Task goal: What is needed is an exact copy of all the records below.

Data extracted from a collection:

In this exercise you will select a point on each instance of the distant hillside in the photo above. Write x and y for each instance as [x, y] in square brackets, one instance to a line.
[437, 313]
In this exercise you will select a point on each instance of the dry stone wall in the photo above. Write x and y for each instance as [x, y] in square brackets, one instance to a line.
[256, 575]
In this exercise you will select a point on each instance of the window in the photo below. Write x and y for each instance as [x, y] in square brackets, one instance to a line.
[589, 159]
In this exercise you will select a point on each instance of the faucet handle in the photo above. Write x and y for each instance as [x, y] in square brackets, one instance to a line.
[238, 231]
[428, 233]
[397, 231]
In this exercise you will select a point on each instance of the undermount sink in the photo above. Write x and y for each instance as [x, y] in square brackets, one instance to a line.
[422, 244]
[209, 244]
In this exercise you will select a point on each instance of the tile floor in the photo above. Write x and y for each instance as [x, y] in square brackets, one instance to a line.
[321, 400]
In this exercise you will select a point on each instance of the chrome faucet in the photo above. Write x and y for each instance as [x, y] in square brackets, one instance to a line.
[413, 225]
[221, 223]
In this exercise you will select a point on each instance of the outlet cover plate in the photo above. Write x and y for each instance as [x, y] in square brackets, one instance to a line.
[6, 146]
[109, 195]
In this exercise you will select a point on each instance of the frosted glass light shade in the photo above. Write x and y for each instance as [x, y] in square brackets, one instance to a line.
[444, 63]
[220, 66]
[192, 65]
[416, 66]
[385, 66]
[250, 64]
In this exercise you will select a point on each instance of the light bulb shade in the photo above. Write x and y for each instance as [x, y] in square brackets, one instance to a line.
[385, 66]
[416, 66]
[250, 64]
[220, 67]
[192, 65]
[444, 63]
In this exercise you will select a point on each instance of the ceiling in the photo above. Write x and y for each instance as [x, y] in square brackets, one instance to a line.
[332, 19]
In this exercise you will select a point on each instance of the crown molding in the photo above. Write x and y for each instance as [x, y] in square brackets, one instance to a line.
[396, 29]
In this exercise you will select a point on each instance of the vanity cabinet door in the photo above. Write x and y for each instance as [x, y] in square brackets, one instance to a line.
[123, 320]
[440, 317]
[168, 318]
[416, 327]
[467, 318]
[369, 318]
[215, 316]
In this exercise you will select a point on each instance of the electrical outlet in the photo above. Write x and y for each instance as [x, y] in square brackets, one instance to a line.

Output:
In this exercise you will select a point on each instance of the distant hillside in the photo above. Write x and y for each instance as [x, y] in square brackets, one instance to a line.
[437, 313]
In this exercise you will select a point on each instance of the dry stone wall in the photo above. Write x and y for each instance as [x, y] in square brackets, one instance to a line.
[256, 575]
In this exercise you will select a point on each instance of the window in the photo below. Write x and y for each instance as [x, y] in square brackets, one instance to a line.
[589, 159]
In this exercise you will select a point on each instance of the faucet handle in the photo above. Write x and y for each instance as [x, y] in square brackets, one instance to a line.
[238, 231]
[428, 233]
[397, 231]
In this exercise you will select a point on each instance of the undermount sink in the photo above. Write x and y for each instance as [x, y] in square brackets, one instance to a line.
[422, 244]
[209, 244]
In this exercise you will select a point on each instance of the tile floor in the photo above. Write x and y for each instance as [x, y] in square brackets, one instance to a line.
[321, 400]
In this exercise you will select a point on each instance of the chrome faucet in the photo above. Write x and y for each instance as [x, y] in square brackets, one instance to a line.
[413, 225]
[221, 223]
In this exercise you will select a point on each instance of the outlet cover plate in the photo above. Write x and y for each instance as [x, y] in square brackets, one instance to a line.
[6, 146]
[109, 195]
In this exercise you will select a point on each instance of the frosted glass light shade in the photo above. Write x and y for each instance as [x, y] in square brackets, one instance to a line.
[444, 63]
[220, 66]
[192, 65]
[416, 66]
[385, 66]
[250, 64]
In this exercise you will select a point on each instance of the light bulb shade in the photo above. Write x and y for each instance as [x, y] in square brackets, one instance to a line.
[385, 66]
[416, 66]
[250, 64]
[220, 67]
[192, 65]
[444, 63]
In this exercise you will select a point on each instance of the ceiling in the photo above. Write x and y for each instance as [x, y] in square brackets, one instance to a line.
[332, 19]
In this exercise you will select a point on each instance of the crown molding in the photo above. Write x and y for each instance as [x, y] in square brackets, one instance to a line.
[396, 29]
In this exercise you will select a point on each instance of the vanity cabinet door in the photo above. Write x and y for each instance as [x, y] in square brackets, one instance to a line.
[123, 320]
[440, 317]
[168, 318]
[416, 327]
[467, 318]
[369, 318]
[215, 316]
In this exercise you will select a point on each instance of the electrical outlet in the photo above. Write x and y for each instance as [x, y] in square brackets, one instance to a line.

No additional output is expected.